• [Prompt] Without including any pictures, write out all the entries exactly.

####

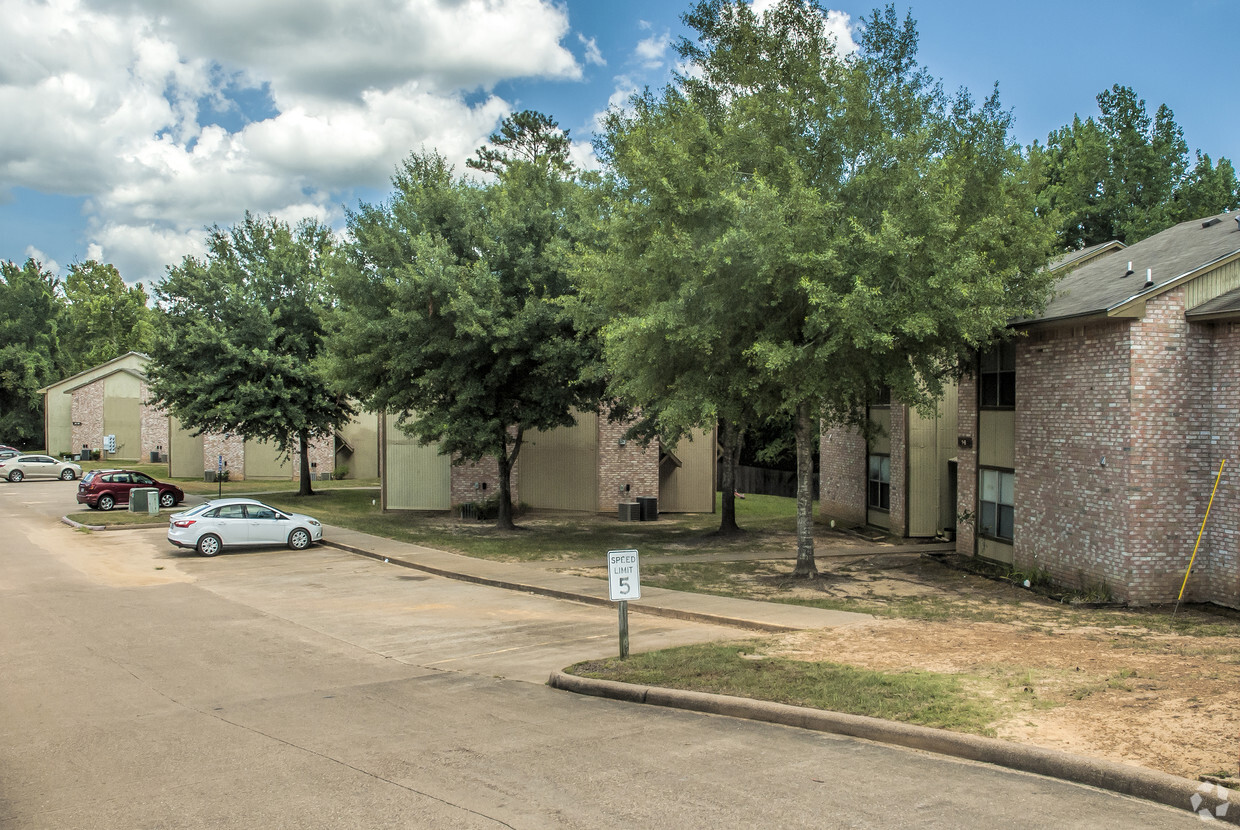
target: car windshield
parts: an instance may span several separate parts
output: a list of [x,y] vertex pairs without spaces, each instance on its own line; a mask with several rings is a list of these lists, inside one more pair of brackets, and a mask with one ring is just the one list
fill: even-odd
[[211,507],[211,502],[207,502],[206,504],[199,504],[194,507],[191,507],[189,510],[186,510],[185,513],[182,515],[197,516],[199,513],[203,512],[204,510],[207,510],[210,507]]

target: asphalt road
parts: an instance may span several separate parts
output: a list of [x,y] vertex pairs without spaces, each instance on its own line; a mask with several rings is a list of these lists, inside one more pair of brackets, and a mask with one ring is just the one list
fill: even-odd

####

• [Task result]
target: car windshield
parts: an instance may span several separate parts
output: a list of [x,y] vertex pairs without spaces, each instance on its own line; a mask with several rings is a list of these lists, inside one more pair of brackets, and a mask with one ring is just the one list
fill: even-odd
[[211,507],[211,502],[207,502],[206,504],[199,504],[194,507],[191,507],[189,510],[186,510],[185,513],[182,515],[197,516],[199,513],[203,512],[204,510],[207,510],[210,507]]

target: asphalt road
parts: an instance may span several separate parts
output: a list of [x,y] vertex pairs without spaces, each instance on its own line; a mask with several rings is a list of these lists, inside one more pair of brackets, and a mask with one ring is just the one list
fill: even-odd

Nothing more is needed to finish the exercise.